**Consegne**
**1.** Quanti cani sono stati reclutati per l'esperimento descritto nel brano sui cani e le intenzioni umane?
**2.** Prosegui il brano sui cani e la comprensione delle intenzioni umane a partire dall'ultima frase.

====== Brano scelto ======

Essere in grado di comprendere le intenzioni altrui è un atto fondamentale per le specie sociali, in quanto ci permette di reagire in maniera appropriata alle azioni degli altri, di prevedere azioni imminenti e di interagire e comunicare con gli altri in modo efficace.
Se per molte specie sociali “gli altri” sono tendenzialmente conspecifici, nel caso dei cani, i soggetti con cui devono interfacciarsi più comunemente sono eterospecifici, ovvero una specie diversa dalla propria, noi esseri umani.
È risaputo e dimostrato come i cani siano abili nel monitorare attentamente le azioni umane, i segnali comunicativi e le espressioni facciali. Ad esempio, i cani comprendono i gesti dell’uomo di indicare qualcosa con un dito, mentre altre specie (come gli scimpanzé) no. Tuttavia, è ancora aperto il dibattito sulle capacità cognitive coinvolte in questi processi.
I cani comprendono le intenzioni alla base delle azioni umane o hanno appreso una serie di regole comportamentali che collegano determinati comportamenti a specifici risultati?
In altre parole, sarebbero veramente in grado di leggere le nostre intenzioni a prescindere oppure è tutto frutto dell’esperienza?
Quest’ultima opzione è stata per lungo tempo l’opinione predominante, ma in tempi recenti si stanno accumulando prove della flessibilità e della complessità delle reazioni dei cani alle azioni umane e agli stati attentivi.
L’esperimento che vi raccontiamo oggi si inserisce proprio in questo dibattito.
Un gruppo di ricercatori dell’università di Vienna ha voluto testare la capacità dei cani di comprendere le intenzioni umane tramite una procedura sperimentale suddivisa in due condizioni.
Nella prima condizione l’umano si mostrava “sbadato”, quindi con buone intenzioni, mentre nella seconda condizione l’umano era “provocatorio”, non avendo quindi buone intenzioni.
Ma entriamo più nel dettaglio.
48 cani di razza, sesso, ed età variabili sono stati reclutati per questo esperimento. Ogni cane veniva introdotto dal proprietario in una stanza e lasciato libero di interagire con l’umano sperimentatore. L’umano sperimentatore si trovava però all’interno di una gabbia, di cui il lato davanti, rivolto verso il cane, era un pannello trasparente, mentre i due lati laterali erano delle reti forate. Lo sperimentatore all’interno della gabbia poteva dare un bocconcino di cibo appetitoso al cane tramite un foro nel pannello trasparente frontale. Entrambe le due condizioni sperimentali consistevano nello sperimentatore che, quando il cane approcciava la gabbia, prendeva il bocconcino di cibo, lo portava tra le dite fino al foro d’uscita per darlo al cane, ma alla fine il pezzetto di cibo non veniva consegnato al cane. Infatti, nella condizione dell’umano “sbadato”, lo sperimentatore nel momento in cui doveva far passare il cibo attraverso il foro per darlo al cane faceva finta che gli cadesse dalle mani, per il cui il cibo cadeva all’interno della gabbia e non raggiungeva mai la bocca affamata del cane. Nella condizione invece dell’umano “provocatorio”, lo sperimentatore portava sempre il cibo verso il foro per darlo al cane, ma un attimo prima che il cane potesse mangiarlo lo ritirava verso di sé. Quindi anche se le azioni dell’umano erano praticamente uguali ed il risultato di tali azioni per il cane era identico, ovvero non ricevere l’ambito cibo, le intenzioni sottostanti differivano. Nel caso dello sperimentatore sbadato, l’umano non fa apposta a non dare il cibo al cane, glielo vuole dare, ma è sbadato e non ci riesce. Invece, nel caso dello sperimentatore provocatorio, l’umano fa finta di dare il cibo al cane, lo stuzzica, lo provoca, e alla fine non glielo da.

====== Sezione dati ======

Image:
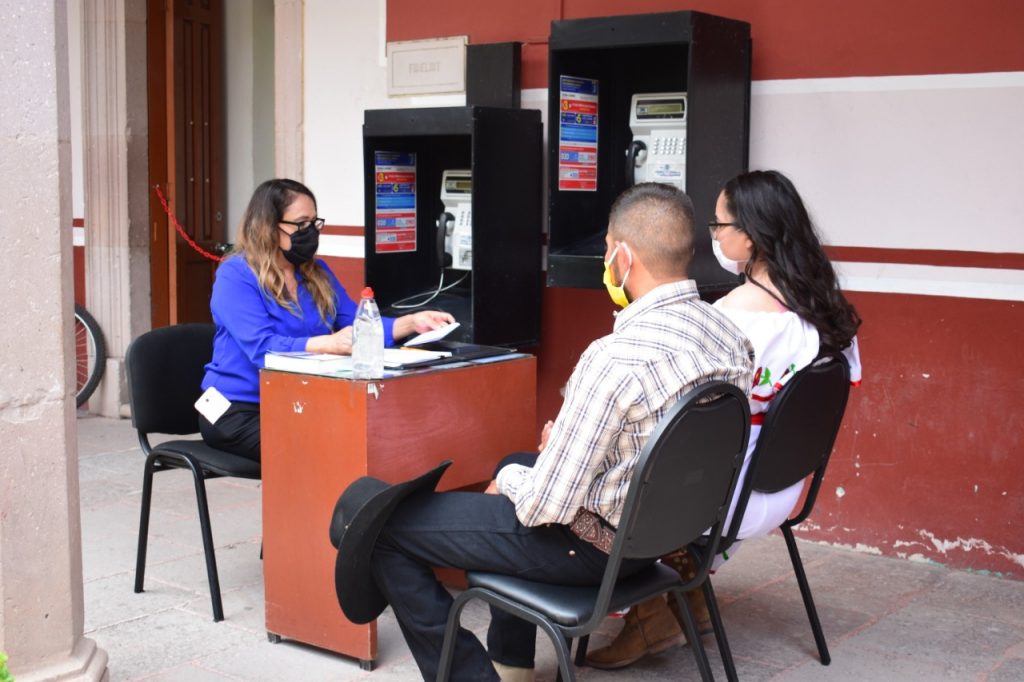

======

**Risposte per consegna**
**1.** 48 cani, di razza, sesso ed età variabili.

**2.**
I ricercatori hanno utilizzato un software di tracciamento di dati 3D che ha permesso loro di raccogliere e analizzare qualsiasi minimo aspetto del comportamento dei cani nelle diverse situazioni sperimentali.
I risultati:
I risultati mostrano come nel caso dello sperimentatore sbadato, il cane sia più paziente, aspetti più a lungo l’arrivo del cibo, rispetto alla condizione dello sperimentatore provocatorio, in cui il cane dopo poco, si gira e se ne va. Inoltre, nel caso dello sperimentatore sbadato si è visto come il cane tenti atri approcci nei confronti dell’umano per ricevere il cibo, mentre nell’atra condizione, il cane semplicemente ci rinuncia.
Molte altre differenze comportamentali sono state indentificate tra le due condizioni, ad esempio quanto spesso il cane teneva lo sguardo fisso sull’umano oppure guardava altrove, quanto spesso il cane si sedeva o si sdraiava vicino alla gabbia, oppure come i cani tenevano e muovevano la coda.
Sembrerebbe quindi che i cani si comportino come se comprendessero determinate intenzioni umane, in particolare, nel nostro caso, le buone intenzioni dello sperimentatore sbadato e le cattive intenzioni dello sperimentatore provocatorio.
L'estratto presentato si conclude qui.